Can a host send multicast traffic without joining a group?

Yes. A host can send IP packets to any multicast group address without having joined that group. The source does not need to be a member. The receiver's router will only forward the packet if there are interested receivers. The source just sends packets with the multicast destination. This is a common exam point: the source does not need to join the group.

What is the purpose of the RPF check in multicast?

The Reverse Path Forwarding (RPF) check ensures that a multicast packet is accepted only if it arrives on the interface that the router would use to send unicast packets back to the source. This prevents loops and ensures the packet is coming from the correct direction. If the packet arrives on a different interface, it is dropped. The router looks up the source IP in its unicast routing table to determine the correct incoming interface.

What is the default IGMP version on Cisco routers?

_Supplied material_
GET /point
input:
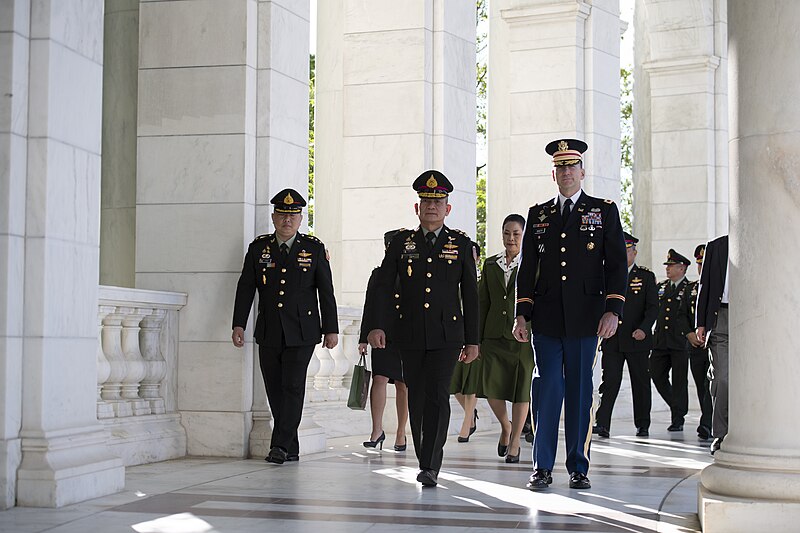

_Challenge_
Carry the multicast question-and-answer text forward from its final line. The listing is separate material, apart from the multicast text.

_The response_
The default IGMP version on Cisco IOS is IGMPv2. However, some newer IOS versions may default to IGMPv3. You can verify with `show ip igmp interface`. For the CCNA exam, assume IGMPv2 unless specified. IGMPv3 adds source-specific multicast support.

How does IGMP snooping help multicast efficiency?

IGMP snooping is a feature on Layer 2 switches that allows the switch to listen to IGMP messages between hosts and routers. The switch builds a table that maps multicast groups to specific ports. When a multicast frame arrives, the switch forwards it only to ports that have interested hosts, rather than flooding to all ports. This reduces unnecessary traffic and improves security.